■ Problem description:
Using the listing below, copy exactly the lines from the one containing "Target: camel head" to the one containing "column 4, row 105", both lines included, and no others.

■ Materials provided:
-=-=-=-=-
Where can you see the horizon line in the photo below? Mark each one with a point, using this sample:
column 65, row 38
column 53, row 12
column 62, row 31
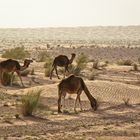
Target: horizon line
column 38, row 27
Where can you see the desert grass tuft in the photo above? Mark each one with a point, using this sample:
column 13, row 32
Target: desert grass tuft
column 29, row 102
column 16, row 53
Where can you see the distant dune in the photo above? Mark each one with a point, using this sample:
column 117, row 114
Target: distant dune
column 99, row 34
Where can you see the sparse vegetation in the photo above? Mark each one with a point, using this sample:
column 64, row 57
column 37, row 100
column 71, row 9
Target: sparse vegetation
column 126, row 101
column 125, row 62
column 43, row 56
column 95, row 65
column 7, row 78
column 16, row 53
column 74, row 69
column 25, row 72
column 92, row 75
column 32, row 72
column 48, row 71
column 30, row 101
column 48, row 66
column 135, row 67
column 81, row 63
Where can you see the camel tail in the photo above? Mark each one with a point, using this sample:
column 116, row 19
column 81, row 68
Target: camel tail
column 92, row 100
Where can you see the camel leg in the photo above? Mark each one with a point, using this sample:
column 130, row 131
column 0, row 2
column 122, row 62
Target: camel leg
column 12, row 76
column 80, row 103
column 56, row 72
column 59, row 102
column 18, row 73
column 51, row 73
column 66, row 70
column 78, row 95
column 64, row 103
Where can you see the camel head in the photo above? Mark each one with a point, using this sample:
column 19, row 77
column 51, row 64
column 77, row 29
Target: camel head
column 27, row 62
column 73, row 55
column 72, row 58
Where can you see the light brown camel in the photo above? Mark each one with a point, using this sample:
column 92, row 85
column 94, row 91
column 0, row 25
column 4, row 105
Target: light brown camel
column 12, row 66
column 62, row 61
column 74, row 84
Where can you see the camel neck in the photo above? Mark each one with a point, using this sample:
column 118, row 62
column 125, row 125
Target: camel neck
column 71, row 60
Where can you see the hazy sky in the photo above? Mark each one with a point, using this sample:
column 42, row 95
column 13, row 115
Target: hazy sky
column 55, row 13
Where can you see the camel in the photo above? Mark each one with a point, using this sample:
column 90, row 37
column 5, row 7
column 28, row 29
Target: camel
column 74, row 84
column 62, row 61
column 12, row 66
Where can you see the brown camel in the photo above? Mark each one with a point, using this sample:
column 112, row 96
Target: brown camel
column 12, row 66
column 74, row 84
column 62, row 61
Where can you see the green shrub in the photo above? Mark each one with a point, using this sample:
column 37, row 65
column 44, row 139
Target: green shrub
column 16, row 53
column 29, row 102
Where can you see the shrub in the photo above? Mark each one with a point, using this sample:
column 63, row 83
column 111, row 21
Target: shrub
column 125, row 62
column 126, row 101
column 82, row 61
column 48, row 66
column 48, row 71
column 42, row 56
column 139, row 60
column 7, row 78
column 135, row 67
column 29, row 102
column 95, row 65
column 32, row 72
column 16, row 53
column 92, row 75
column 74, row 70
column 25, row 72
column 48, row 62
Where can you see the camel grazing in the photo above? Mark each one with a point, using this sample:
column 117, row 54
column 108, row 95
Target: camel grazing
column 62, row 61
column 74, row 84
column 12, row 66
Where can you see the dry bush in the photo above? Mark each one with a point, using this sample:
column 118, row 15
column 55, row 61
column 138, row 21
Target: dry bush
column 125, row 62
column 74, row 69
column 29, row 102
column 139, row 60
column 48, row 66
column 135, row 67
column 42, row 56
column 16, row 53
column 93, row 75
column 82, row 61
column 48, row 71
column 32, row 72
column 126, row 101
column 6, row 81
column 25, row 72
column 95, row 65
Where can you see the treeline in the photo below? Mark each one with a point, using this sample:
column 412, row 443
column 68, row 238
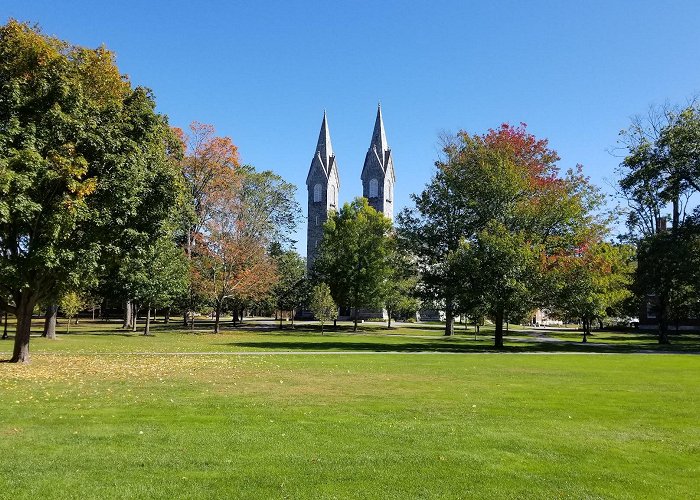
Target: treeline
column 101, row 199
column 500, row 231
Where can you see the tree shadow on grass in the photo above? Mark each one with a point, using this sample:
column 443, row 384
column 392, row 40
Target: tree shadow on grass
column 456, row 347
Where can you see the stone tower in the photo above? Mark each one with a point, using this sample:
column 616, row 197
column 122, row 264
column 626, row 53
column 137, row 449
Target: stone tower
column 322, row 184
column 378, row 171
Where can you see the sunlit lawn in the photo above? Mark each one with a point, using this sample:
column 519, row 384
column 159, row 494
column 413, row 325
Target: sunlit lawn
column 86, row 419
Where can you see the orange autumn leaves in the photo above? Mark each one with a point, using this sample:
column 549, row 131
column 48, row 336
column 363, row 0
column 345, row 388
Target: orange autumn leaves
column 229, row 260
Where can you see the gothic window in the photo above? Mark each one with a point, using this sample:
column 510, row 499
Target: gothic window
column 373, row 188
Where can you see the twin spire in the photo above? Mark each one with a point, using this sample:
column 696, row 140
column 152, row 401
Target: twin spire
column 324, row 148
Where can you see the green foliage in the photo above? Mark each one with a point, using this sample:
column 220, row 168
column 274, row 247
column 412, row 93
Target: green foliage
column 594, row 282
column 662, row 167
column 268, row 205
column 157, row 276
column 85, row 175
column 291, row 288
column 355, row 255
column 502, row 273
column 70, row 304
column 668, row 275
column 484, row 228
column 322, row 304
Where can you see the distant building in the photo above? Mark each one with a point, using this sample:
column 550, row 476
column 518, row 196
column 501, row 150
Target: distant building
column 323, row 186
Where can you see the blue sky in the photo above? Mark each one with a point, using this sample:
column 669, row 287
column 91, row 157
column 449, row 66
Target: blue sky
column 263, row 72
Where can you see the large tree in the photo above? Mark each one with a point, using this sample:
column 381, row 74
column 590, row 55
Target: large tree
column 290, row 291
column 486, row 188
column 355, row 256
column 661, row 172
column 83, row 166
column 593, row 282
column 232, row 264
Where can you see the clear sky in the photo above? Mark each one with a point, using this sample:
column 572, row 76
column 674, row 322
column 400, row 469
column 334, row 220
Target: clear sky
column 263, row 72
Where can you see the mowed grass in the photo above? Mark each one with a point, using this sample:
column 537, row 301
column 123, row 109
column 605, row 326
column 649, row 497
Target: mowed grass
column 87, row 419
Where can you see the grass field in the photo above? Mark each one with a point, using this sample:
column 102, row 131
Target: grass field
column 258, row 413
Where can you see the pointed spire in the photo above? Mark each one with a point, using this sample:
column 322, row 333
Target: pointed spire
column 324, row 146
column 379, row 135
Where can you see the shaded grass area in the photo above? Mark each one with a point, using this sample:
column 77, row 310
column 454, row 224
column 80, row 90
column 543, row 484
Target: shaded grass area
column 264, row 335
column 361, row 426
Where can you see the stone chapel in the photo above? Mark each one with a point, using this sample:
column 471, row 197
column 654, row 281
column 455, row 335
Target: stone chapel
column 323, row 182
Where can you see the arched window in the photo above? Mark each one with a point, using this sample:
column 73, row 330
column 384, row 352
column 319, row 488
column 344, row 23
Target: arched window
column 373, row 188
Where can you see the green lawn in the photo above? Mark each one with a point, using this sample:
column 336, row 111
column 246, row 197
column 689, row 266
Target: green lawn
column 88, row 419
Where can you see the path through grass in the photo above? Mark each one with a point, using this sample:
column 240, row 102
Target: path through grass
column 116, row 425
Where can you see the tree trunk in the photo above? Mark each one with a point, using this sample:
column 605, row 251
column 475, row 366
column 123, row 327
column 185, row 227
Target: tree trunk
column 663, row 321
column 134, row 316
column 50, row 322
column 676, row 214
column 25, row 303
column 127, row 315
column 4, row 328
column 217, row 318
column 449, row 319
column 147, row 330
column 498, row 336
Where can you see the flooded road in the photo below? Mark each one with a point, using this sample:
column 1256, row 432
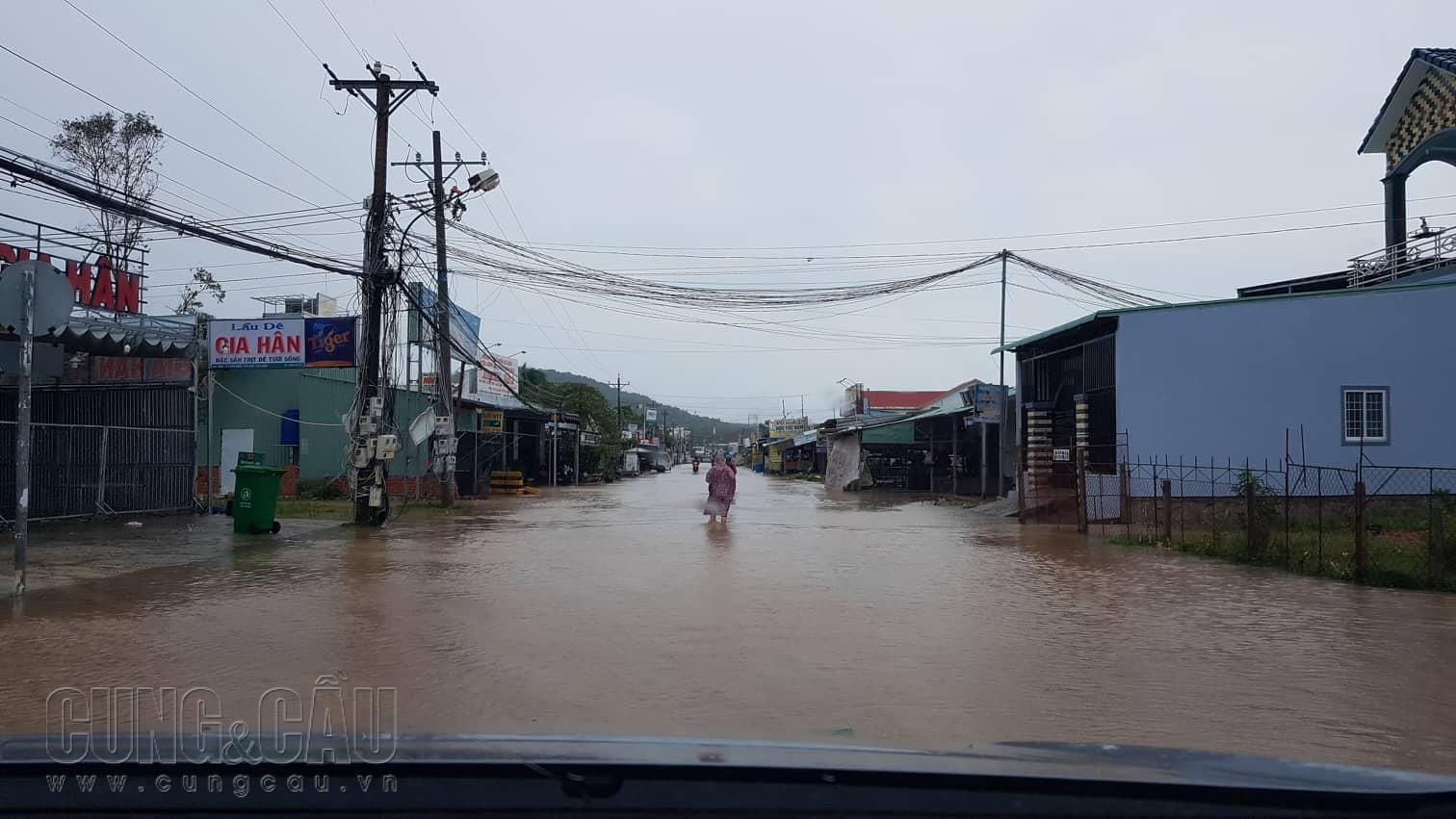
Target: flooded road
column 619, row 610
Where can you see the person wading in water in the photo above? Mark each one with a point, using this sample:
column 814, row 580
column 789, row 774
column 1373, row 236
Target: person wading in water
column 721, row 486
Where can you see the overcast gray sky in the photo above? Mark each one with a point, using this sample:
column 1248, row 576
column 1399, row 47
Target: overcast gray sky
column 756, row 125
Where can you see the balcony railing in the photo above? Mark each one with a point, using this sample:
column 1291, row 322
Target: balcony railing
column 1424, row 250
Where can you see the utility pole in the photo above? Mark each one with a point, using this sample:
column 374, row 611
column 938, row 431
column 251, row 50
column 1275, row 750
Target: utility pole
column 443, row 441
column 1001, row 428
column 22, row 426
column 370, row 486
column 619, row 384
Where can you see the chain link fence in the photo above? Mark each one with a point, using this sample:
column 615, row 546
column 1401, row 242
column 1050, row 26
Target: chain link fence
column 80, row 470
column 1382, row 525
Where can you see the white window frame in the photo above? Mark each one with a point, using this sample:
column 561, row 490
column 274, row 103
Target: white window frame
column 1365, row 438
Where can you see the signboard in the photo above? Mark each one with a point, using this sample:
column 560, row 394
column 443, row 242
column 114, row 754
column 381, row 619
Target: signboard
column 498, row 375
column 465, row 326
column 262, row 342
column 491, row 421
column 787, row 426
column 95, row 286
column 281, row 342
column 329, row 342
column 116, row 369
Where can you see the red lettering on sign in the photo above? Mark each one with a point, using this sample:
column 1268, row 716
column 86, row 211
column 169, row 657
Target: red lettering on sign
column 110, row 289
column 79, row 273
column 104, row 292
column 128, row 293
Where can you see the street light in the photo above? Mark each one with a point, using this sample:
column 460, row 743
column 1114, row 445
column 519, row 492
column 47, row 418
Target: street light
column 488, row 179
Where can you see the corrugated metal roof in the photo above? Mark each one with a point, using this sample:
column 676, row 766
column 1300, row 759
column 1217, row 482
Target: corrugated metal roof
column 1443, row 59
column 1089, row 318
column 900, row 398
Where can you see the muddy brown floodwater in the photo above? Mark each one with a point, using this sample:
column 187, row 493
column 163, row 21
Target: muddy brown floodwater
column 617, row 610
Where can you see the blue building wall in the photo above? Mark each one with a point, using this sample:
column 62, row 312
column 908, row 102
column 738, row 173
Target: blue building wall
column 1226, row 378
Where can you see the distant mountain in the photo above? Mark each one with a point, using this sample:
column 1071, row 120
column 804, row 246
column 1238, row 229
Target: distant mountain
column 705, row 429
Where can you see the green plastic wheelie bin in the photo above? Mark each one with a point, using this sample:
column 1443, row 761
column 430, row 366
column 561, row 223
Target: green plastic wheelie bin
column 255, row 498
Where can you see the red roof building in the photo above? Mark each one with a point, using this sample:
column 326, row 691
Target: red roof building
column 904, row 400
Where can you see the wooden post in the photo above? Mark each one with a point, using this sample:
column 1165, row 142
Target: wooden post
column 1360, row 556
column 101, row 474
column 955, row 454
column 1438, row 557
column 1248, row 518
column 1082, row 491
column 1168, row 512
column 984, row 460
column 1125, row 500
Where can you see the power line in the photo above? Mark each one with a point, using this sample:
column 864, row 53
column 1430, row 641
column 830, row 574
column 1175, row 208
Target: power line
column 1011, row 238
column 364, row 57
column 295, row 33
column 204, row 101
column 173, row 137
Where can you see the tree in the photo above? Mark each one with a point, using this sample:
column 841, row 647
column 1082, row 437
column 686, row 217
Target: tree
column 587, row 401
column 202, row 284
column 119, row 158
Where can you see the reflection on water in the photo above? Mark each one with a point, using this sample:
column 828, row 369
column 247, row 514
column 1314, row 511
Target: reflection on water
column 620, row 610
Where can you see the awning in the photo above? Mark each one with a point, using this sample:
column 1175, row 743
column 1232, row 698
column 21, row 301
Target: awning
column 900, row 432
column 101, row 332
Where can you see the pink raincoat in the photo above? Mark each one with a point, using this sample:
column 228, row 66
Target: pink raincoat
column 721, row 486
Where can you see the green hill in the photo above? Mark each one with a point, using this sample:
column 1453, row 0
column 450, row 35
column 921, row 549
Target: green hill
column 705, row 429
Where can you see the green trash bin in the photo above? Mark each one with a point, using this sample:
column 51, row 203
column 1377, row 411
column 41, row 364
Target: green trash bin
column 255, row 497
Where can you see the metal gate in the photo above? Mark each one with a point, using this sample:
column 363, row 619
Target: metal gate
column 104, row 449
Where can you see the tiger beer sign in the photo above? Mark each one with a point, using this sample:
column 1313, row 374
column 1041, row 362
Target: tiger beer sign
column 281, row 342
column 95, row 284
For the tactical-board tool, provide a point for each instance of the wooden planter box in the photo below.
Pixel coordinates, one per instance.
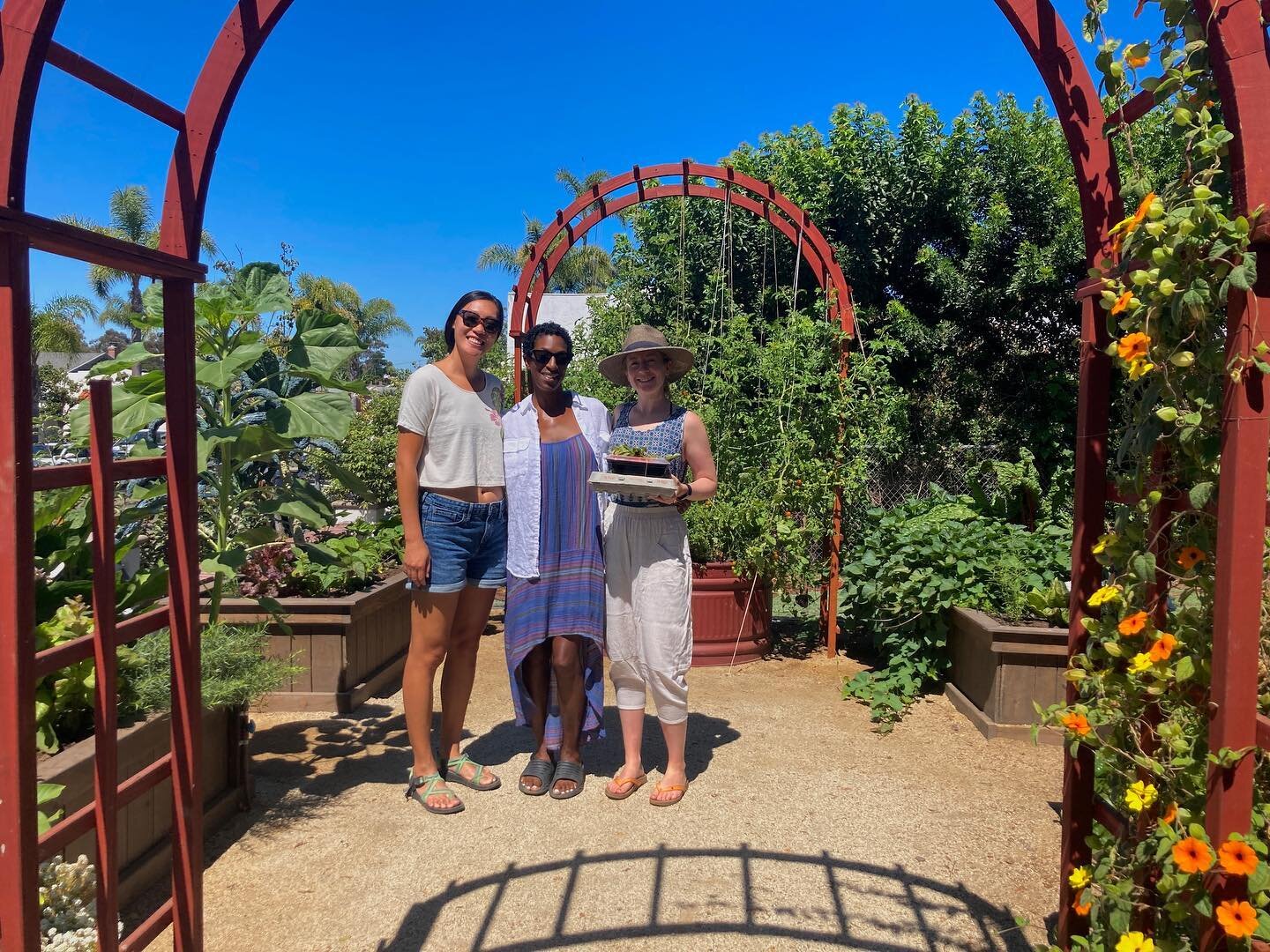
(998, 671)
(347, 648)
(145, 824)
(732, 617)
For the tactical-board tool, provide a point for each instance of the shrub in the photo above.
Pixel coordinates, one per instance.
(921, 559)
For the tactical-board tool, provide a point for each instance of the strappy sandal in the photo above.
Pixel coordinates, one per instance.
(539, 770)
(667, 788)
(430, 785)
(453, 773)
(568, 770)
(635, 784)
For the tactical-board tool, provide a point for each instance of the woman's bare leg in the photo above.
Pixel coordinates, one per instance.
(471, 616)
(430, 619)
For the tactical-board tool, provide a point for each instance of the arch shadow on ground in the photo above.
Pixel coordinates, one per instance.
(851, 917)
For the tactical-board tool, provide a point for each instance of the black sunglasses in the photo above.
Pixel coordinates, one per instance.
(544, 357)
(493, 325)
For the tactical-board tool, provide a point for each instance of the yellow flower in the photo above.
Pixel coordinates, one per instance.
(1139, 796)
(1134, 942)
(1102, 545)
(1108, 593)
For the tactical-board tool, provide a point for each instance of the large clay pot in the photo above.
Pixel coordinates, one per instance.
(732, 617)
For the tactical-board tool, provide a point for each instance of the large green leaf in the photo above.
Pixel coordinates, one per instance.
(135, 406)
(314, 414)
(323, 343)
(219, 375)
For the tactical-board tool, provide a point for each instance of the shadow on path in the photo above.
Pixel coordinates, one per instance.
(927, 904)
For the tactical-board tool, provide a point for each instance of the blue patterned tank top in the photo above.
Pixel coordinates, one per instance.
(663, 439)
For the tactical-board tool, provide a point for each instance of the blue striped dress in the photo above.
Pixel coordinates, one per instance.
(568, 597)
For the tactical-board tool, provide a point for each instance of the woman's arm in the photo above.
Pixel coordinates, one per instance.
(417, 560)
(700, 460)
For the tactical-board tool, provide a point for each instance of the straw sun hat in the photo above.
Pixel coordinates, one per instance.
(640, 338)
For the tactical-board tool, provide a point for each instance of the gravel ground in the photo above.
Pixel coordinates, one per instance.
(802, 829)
-=-=-=-=-
■ Task result:
Target: camel head
column 27, row 62
column 73, row 55
column 72, row 58
Where can you see the light brown camel in the photo above? Mark each one with a point, using this sample:
column 92, row 85
column 94, row 91
column 0, row 25
column 4, row 105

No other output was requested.